* EXERCISE DESCRIPTION: Copy out the stretch of items below, from the line containing "of the player's" through the end of the items, with every line unchanged.
>> START DATA FOR PROCESSING
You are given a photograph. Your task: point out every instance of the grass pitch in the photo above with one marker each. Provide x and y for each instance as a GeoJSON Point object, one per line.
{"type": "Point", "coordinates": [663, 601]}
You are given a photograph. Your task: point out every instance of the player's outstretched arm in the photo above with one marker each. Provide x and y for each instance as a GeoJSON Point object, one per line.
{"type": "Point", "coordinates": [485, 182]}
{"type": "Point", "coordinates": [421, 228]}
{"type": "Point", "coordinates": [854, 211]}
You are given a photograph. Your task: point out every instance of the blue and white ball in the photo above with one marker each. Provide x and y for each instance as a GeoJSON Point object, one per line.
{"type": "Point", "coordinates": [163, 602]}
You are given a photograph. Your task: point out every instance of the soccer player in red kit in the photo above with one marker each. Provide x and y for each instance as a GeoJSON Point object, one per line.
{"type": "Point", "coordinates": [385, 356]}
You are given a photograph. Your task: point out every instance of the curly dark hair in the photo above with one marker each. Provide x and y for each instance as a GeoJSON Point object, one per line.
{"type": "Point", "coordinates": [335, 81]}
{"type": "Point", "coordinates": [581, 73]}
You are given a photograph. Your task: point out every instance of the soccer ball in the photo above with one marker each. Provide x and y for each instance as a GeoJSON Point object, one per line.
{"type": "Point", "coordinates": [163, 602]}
>> END DATA FOR PROCESSING
* EXERCISE RESULT:
You are given a photograph. Your task: point out every instance of the player's outstretched arm in the photo above with one marker each. Provide x and y for each instance as a GeoJSON Point object, one per line.
{"type": "Point", "coordinates": [485, 182]}
{"type": "Point", "coordinates": [421, 228]}
{"type": "Point", "coordinates": [854, 211]}
You are given a photograph. Your task: point out every instance of the blue and white ball in the photo above with one marker each. Provide x and y for each instance as a GeoJSON Point object, one per line.
{"type": "Point", "coordinates": [163, 602]}
You are given a photograph. Your task: point out every instance of the soccer player in red kit in the photo above with one marker each. Provide x and y for each instance as a GeoJSON Point object, one per line.
{"type": "Point", "coordinates": [385, 356]}
You are given a photograph. Your task: point out every instance of the curly dark hair in the photo above with one marker each. Provide x and y for each instance as a GeoJSON Point object, one per line.
{"type": "Point", "coordinates": [335, 81]}
{"type": "Point", "coordinates": [581, 73]}
You are given a photograph. Your task: point out every instance of the soccer ball in the photo above with one marker each. Provide x and y for each instance as a GeoJSON Point object, one per line.
{"type": "Point", "coordinates": [163, 602]}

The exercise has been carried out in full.